WHAT THE TASK ASKS - Starting at the line that holds "locate the bush in the photo above.", set down each line through the end of the listing, exactly as written and with nothing added.

EXTRACTED DATA -
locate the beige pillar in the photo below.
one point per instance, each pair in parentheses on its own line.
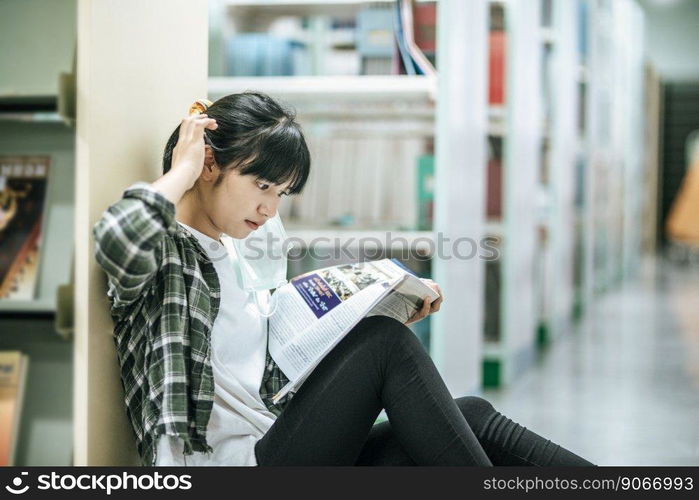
(140,65)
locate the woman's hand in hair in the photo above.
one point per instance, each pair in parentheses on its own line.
(189,150)
(428,307)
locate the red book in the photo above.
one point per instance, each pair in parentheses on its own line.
(496,69)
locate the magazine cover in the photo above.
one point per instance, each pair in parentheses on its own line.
(23,185)
(13,374)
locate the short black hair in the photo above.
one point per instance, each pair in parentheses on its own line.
(257,135)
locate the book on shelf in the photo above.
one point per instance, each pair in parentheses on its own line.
(425,192)
(425,17)
(376,39)
(496,67)
(23,188)
(494,178)
(360,179)
(13,374)
(315,311)
(492,301)
(414,60)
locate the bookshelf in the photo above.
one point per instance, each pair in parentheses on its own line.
(301,89)
(42,39)
(357,112)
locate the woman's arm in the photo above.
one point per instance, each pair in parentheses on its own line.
(129,233)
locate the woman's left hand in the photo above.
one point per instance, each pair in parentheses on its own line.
(427,306)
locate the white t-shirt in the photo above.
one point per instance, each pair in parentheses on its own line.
(239,418)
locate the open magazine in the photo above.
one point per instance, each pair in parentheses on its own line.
(317,309)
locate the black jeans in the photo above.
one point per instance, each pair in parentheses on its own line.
(381,364)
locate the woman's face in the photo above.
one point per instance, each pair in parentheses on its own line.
(242,203)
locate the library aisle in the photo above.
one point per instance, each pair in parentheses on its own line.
(623,387)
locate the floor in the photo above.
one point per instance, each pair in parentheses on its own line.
(622,389)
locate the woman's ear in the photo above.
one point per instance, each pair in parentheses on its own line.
(209,160)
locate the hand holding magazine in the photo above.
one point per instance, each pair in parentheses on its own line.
(317,309)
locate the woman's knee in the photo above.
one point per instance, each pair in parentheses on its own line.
(383,330)
(476,410)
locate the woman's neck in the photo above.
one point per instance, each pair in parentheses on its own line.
(188,211)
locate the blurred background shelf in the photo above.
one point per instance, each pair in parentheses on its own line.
(332,88)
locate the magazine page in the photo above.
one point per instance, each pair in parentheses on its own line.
(404,300)
(303,351)
(314,310)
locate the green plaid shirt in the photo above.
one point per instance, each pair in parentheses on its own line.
(164,296)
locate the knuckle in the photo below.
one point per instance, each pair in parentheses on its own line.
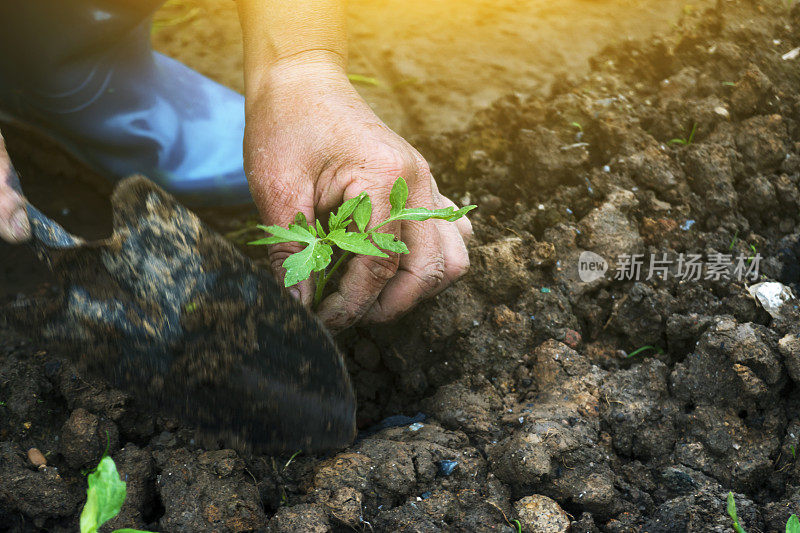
(458,268)
(432,274)
(393,163)
(382,269)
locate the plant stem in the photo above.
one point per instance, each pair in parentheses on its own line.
(323,278)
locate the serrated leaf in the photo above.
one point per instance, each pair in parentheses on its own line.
(387,241)
(357,243)
(293,233)
(449,214)
(104,497)
(363,213)
(313,258)
(398,196)
(343,213)
(300,220)
(732,507)
(793,524)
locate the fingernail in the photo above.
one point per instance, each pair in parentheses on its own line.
(20,227)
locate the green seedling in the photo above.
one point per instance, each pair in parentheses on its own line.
(637,351)
(364,80)
(792,525)
(104,498)
(317,255)
(734,240)
(295,454)
(687,141)
(733,514)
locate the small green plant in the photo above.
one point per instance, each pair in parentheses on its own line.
(104,498)
(733,514)
(318,252)
(792,525)
(637,351)
(687,141)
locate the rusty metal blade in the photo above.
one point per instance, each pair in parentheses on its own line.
(169,311)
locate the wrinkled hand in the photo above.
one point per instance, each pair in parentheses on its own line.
(14,225)
(311,142)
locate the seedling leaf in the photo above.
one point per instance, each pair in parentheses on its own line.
(733,514)
(356,243)
(398,196)
(293,233)
(104,498)
(362,213)
(387,241)
(339,219)
(450,214)
(313,258)
(317,254)
(300,220)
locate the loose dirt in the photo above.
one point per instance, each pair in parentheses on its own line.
(531,408)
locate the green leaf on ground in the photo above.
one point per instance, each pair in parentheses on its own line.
(793,525)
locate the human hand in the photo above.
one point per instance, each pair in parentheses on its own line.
(311,142)
(14,225)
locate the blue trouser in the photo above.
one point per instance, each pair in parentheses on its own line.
(84,73)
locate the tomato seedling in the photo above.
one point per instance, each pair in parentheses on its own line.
(104,498)
(318,252)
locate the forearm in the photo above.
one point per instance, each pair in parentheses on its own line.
(280,32)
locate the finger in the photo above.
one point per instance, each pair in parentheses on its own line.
(279,200)
(14,225)
(422,273)
(365,276)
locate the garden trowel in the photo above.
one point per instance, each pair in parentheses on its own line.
(170,312)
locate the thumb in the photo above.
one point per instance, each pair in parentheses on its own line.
(278,205)
(14,225)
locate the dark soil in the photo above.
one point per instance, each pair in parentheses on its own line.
(521,368)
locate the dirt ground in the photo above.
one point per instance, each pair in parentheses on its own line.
(538,411)
(438,61)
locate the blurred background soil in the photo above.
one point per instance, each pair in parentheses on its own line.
(437,61)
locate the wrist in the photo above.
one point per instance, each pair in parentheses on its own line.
(318,67)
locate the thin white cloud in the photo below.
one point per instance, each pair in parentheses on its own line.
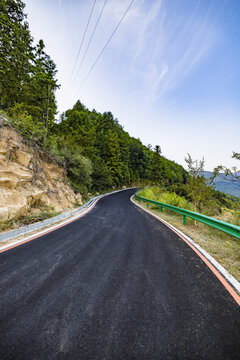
(161,46)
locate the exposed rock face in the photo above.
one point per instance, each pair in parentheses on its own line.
(28,181)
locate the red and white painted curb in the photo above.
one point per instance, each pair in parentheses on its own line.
(222,274)
(54,227)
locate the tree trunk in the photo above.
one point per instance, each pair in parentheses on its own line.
(47,115)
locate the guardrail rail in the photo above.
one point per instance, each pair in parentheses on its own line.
(224,226)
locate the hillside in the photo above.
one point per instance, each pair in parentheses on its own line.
(30,183)
(225,184)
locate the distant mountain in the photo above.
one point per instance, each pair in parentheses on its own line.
(224,183)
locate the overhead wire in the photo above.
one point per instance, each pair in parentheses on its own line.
(90,40)
(80,47)
(108,41)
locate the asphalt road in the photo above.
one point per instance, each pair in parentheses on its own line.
(115,284)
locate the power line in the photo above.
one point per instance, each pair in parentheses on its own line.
(80,47)
(95,27)
(110,38)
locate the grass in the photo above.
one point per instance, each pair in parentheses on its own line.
(27,220)
(223,247)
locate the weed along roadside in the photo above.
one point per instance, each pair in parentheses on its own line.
(222,246)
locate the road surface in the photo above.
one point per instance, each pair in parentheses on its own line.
(115,284)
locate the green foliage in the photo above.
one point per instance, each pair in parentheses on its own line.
(27,73)
(94,149)
(171,198)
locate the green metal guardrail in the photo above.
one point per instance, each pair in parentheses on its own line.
(228,228)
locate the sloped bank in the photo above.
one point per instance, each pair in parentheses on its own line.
(29,182)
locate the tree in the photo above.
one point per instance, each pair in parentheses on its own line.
(157,149)
(16,52)
(234,172)
(198,187)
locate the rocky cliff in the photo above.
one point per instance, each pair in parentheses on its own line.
(29,182)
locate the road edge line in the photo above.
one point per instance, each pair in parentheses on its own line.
(55,227)
(219,271)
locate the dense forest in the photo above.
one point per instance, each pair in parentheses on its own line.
(95,150)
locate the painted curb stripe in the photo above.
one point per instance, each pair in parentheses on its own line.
(44,232)
(232,292)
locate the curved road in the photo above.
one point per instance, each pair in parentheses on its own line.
(115,284)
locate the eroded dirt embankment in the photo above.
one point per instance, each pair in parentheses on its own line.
(29,182)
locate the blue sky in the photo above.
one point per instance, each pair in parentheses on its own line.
(171,73)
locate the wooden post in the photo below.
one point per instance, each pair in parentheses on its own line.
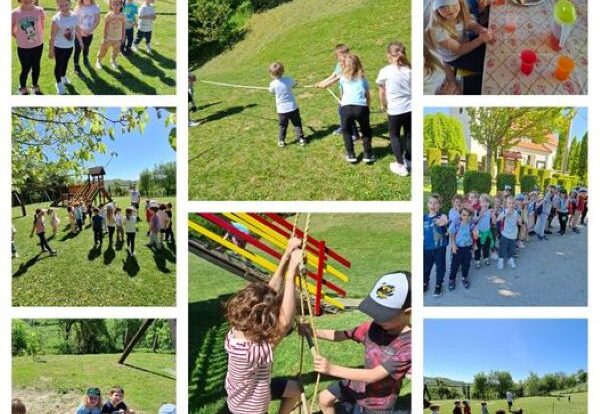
(136,338)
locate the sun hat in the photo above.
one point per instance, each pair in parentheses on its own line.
(390,294)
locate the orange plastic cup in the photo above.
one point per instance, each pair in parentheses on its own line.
(564,67)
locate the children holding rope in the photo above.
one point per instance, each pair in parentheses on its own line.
(394,83)
(260,315)
(387,342)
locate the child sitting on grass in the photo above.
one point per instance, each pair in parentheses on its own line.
(387,342)
(260,315)
(39,227)
(91,402)
(146,18)
(114,33)
(287,108)
(115,403)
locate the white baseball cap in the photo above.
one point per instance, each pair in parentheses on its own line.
(388,297)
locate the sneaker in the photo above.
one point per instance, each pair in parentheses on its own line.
(399,169)
(60,88)
(351,158)
(368,159)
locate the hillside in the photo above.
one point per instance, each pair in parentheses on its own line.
(233,153)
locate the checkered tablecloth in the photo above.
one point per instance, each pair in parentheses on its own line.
(502,75)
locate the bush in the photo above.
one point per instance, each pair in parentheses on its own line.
(477,181)
(505,179)
(472,162)
(454,158)
(529,183)
(434,157)
(443,182)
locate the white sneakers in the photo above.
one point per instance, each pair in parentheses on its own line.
(399,169)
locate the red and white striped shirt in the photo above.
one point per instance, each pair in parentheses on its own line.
(248,375)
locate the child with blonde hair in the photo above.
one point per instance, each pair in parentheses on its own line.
(65,32)
(394,83)
(88,13)
(260,315)
(447,32)
(114,33)
(91,403)
(287,108)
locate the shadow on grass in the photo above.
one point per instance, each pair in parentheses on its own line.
(131,266)
(207,356)
(24,267)
(160,374)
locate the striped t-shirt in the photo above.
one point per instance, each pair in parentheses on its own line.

CORRECT OUTPUT -
locate the bush in the photo above.
one point per instance, each pair in parentheses on its own line.
(477,181)
(505,179)
(472,162)
(454,158)
(529,183)
(434,157)
(443,182)
locate the white sneakers in the photo above.
one point per instance, each pair in parentheses on its own line.
(399,169)
locate the red and white striped shirt in the photo above.
one point per instance, each pair in parentheses on its own line.
(248,375)
locate the child with blonde hair in the photo above.
one point per instance, each pair in parentheses on its own line.
(65,32)
(394,83)
(88,13)
(260,315)
(447,32)
(114,33)
(91,403)
(287,108)
locate the shadow on grass in the photo above.
one point per instance, each pair in parentheses on its own line.
(131,266)
(207,356)
(24,267)
(160,374)
locate the striped t-shirt in the photo above.
one point per instance, each pair in parentheses on its own line.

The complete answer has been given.